The answer must consist of every line in the records that contains the word "below".
Material supplied section start
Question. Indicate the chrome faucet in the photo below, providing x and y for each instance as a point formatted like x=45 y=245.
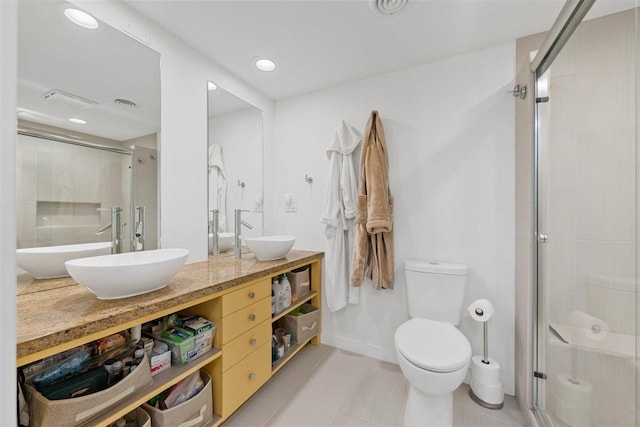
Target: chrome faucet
x=238 y=227
x=115 y=226
x=138 y=236
x=215 y=229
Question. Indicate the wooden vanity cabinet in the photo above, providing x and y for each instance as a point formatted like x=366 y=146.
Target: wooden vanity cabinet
x=240 y=362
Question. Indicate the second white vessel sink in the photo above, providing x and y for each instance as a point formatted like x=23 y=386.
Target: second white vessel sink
x=128 y=274
x=47 y=262
x=268 y=248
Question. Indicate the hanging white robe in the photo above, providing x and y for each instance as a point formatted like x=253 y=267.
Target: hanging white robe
x=218 y=187
x=338 y=217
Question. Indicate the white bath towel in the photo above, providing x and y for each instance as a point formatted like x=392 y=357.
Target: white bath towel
x=338 y=217
x=218 y=185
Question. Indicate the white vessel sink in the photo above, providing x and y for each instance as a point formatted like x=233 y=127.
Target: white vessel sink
x=48 y=262
x=128 y=274
x=268 y=248
x=225 y=241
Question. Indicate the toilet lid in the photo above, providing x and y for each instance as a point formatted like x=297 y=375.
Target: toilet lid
x=435 y=346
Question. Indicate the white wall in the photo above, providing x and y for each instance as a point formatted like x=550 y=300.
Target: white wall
x=450 y=133
x=8 y=84
x=183 y=139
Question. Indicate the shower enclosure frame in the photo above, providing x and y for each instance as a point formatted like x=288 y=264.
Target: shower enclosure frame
x=570 y=17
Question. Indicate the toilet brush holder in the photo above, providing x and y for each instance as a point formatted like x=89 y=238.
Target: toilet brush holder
x=485 y=386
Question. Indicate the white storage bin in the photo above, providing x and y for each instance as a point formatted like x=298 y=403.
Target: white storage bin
x=78 y=410
x=196 y=411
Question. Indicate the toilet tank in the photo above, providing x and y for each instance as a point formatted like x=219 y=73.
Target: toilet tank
x=435 y=290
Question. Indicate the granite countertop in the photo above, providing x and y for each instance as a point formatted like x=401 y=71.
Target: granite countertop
x=54 y=312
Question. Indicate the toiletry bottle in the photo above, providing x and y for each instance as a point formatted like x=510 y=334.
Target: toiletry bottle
x=286 y=289
x=273 y=299
x=116 y=371
x=277 y=292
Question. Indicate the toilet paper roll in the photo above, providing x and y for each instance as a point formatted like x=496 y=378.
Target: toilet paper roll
x=589 y=326
x=481 y=310
x=573 y=400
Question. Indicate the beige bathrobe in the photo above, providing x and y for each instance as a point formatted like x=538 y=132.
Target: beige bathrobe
x=373 y=246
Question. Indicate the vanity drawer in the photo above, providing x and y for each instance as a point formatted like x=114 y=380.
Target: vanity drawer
x=245 y=319
x=238 y=348
x=241 y=298
x=247 y=376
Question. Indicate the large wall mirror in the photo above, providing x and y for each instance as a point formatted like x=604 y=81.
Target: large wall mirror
x=235 y=167
x=88 y=133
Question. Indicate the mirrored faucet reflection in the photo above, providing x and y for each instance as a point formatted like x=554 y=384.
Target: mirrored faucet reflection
x=215 y=230
x=115 y=226
x=239 y=222
x=138 y=235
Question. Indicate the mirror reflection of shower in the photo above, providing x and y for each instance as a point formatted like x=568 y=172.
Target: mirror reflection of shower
x=68 y=189
x=234 y=167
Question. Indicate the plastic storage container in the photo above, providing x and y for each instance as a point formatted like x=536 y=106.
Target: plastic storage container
x=76 y=411
x=304 y=326
x=300 y=282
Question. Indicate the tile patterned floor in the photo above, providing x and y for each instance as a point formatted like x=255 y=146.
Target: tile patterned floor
x=325 y=386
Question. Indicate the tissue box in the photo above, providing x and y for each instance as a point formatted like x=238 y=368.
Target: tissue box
x=197 y=324
x=190 y=348
x=160 y=363
x=300 y=282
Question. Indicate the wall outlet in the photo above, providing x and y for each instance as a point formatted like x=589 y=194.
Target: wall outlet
x=290 y=203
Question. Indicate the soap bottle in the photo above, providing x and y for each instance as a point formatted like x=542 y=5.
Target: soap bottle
x=275 y=296
x=286 y=289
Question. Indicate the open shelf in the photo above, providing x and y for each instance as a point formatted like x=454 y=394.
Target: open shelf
x=289 y=354
x=162 y=381
x=305 y=298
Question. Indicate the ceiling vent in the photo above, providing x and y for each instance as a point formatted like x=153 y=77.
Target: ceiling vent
x=387 y=7
x=125 y=102
x=68 y=98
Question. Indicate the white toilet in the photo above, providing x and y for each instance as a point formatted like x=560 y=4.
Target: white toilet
x=432 y=353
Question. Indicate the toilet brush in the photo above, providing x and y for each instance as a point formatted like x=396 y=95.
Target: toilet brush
x=485 y=387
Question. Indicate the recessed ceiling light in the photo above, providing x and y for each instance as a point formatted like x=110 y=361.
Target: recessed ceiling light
x=81 y=18
x=265 y=64
x=125 y=102
x=387 y=7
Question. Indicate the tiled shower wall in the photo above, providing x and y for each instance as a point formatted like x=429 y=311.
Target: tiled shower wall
x=588 y=211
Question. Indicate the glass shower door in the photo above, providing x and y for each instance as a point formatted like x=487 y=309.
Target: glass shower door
x=586 y=228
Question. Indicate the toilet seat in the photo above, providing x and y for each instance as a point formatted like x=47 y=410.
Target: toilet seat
x=432 y=345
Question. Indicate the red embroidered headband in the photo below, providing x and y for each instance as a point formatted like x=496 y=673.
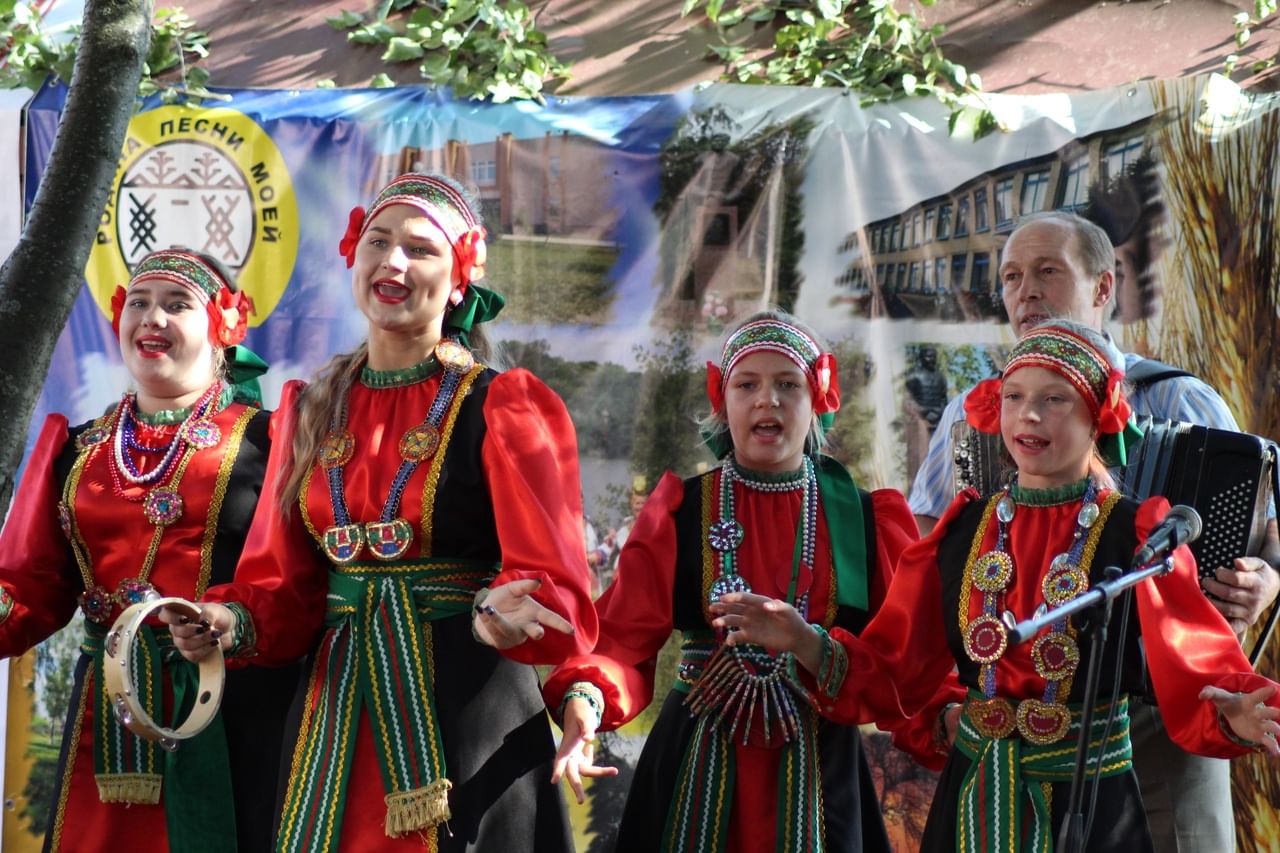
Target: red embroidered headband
x=228 y=310
x=777 y=336
x=1073 y=357
x=440 y=203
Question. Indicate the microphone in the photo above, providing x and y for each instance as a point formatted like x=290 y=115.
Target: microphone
x=1180 y=525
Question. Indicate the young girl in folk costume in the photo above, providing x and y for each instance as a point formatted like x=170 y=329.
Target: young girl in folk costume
x=744 y=755
x=155 y=495
x=426 y=510
x=1043 y=541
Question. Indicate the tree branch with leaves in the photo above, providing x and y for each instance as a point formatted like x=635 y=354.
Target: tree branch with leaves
x=867 y=46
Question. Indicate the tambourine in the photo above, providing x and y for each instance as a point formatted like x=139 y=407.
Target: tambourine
x=120 y=685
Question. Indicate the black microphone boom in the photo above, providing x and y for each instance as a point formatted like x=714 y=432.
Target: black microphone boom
x=1180 y=525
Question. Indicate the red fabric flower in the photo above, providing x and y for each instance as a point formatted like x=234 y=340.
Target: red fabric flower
x=228 y=316
x=824 y=383
x=117 y=309
x=1115 y=410
x=714 y=393
x=347 y=245
x=982 y=406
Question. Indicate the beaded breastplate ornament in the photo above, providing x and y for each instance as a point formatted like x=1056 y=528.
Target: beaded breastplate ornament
x=391 y=536
x=160 y=496
x=739 y=679
x=1055 y=653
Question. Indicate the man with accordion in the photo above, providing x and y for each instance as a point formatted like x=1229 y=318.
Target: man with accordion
x=1061 y=265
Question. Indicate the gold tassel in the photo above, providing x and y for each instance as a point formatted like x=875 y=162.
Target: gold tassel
x=142 y=789
x=419 y=808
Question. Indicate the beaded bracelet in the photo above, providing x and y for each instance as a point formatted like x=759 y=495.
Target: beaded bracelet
x=835 y=664
x=1237 y=739
x=243 y=637
x=588 y=692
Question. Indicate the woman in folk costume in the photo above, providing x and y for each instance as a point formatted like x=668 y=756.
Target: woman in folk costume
x=426 y=510
x=1041 y=542
x=155 y=495
x=744 y=755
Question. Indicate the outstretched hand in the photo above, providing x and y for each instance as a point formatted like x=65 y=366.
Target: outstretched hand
x=196 y=638
x=576 y=755
x=769 y=623
x=510 y=615
x=1248 y=715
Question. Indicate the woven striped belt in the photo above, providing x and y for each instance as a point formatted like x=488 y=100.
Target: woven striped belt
x=196 y=778
x=698 y=819
x=375 y=653
x=1010 y=772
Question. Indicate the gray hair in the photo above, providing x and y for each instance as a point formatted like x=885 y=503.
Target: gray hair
x=1095 y=247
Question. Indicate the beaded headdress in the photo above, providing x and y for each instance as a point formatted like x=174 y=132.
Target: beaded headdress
x=1072 y=356
x=228 y=310
x=771 y=334
x=440 y=203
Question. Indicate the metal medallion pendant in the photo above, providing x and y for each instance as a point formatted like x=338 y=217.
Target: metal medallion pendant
x=1063 y=583
x=202 y=433
x=725 y=584
x=992 y=717
x=453 y=356
x=342 y=542
x=389 y=539
x=420 y=443
x=133 y=591
x=161 y=507
x=337 y=448
x=986 y=639
x=991 y=571
x=1056 y=656
x=1005 y=509
x=1043 y=723
x=725 y=534
x=96 y=603
x=92 y=436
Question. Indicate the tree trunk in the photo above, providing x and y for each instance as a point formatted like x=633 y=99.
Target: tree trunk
x=40 y=281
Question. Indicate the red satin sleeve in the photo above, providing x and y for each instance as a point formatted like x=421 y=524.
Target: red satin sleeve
x=37 y=569
x=1189 y=646
x=279 y=578
x=895 y=532
x=635 y=615
x=530 y=463
x=901 y=658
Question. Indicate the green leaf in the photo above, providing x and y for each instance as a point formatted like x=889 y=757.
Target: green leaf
x=346 y=19
x=402 y=50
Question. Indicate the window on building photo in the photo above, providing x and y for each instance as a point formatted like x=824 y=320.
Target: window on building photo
x=1034 y=192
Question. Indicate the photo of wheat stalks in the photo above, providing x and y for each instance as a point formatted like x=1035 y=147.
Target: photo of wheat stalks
x=1221 y=278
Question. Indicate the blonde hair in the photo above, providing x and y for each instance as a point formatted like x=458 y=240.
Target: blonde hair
x=312 y=413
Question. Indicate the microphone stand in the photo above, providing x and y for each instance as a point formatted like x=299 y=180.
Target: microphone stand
x=1098 y=600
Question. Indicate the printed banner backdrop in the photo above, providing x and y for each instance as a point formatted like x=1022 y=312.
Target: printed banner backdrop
x=627 y=233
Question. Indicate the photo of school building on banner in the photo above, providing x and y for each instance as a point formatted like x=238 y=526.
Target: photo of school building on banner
x=627 y=233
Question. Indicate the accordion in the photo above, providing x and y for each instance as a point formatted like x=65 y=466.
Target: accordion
x=1225 y=477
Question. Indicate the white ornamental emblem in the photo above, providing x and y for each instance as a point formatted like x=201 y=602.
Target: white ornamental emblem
x=186 y=194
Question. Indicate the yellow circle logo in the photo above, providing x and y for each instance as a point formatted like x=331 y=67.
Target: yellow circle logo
x=208 y=179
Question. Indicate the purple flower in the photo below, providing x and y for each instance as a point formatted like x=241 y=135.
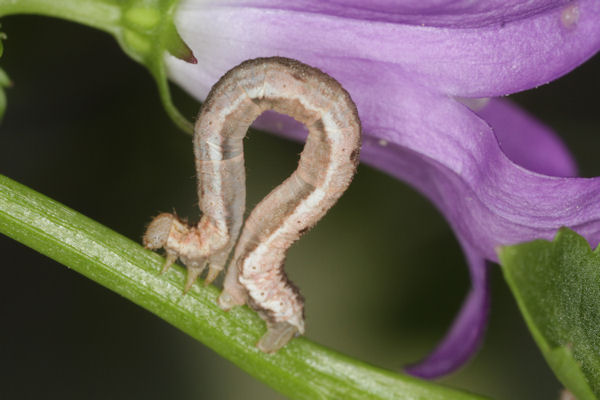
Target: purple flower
x=418 y=71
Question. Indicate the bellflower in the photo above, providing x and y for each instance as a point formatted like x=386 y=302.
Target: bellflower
x=421 y=73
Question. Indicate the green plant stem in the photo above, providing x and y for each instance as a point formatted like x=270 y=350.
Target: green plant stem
x=100 y=14
x=301 y=370
x=143 y=28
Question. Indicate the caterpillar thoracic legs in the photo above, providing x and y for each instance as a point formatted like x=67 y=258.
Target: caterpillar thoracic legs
x=327 y=164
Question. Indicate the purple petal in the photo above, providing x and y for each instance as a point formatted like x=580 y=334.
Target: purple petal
x=526 y=141
x=402 y=64
x=466 y=334
x=461 y=48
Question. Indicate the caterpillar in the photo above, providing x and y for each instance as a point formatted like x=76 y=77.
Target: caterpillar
x=328 y=162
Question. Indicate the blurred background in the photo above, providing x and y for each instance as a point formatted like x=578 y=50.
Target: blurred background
x=382 y=274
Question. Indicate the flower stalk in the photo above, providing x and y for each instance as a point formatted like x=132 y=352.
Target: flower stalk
x=302 y=370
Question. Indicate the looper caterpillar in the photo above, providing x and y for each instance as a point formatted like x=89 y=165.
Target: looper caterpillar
x=327 y=164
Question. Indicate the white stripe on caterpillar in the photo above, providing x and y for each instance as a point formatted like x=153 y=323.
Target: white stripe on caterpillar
x=327 y=164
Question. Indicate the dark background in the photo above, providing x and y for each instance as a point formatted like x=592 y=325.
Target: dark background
x=383 y=273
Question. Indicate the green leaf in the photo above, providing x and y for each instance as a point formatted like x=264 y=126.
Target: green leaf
x=557 y=287
x=144 y=29
x=301 y=370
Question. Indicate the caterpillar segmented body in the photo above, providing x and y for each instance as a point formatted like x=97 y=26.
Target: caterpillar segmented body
x=327 y=165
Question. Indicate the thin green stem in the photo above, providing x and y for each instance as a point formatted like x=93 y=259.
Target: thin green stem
x=143 y=28
x=100 y=14
x=301 y=370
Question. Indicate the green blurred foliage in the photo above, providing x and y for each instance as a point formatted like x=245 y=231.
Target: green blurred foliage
x=382 y=273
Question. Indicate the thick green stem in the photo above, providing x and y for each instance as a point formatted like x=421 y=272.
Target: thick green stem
x=301 y=370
Material supplied section end
The answer
Question. Indicate the chrome faucet in the photo below, providing x and y for each instance as a point formatted like x=45 y=245.
Question. Indicate the red embroidered headband in the photo below, providing x and y for each instance as a point formatted like x=496 y=673.
Question. Indicate the purple flower in the photo below, providing x and y for each instance as a point formatted like x=241 y=135.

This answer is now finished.